> What this task involves
Would you print all of the records below exactly, without skipping any?

[Extracted information]

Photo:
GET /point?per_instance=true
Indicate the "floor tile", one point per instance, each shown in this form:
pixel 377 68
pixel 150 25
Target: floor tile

[/Extracted information]

> Solution to the problem
Photo:
GET /point?per_instance=true
Indicate the "floor tile", one point per instance, each shown in this form:
pixel 377 68
pixel 150 25
Target: floor tile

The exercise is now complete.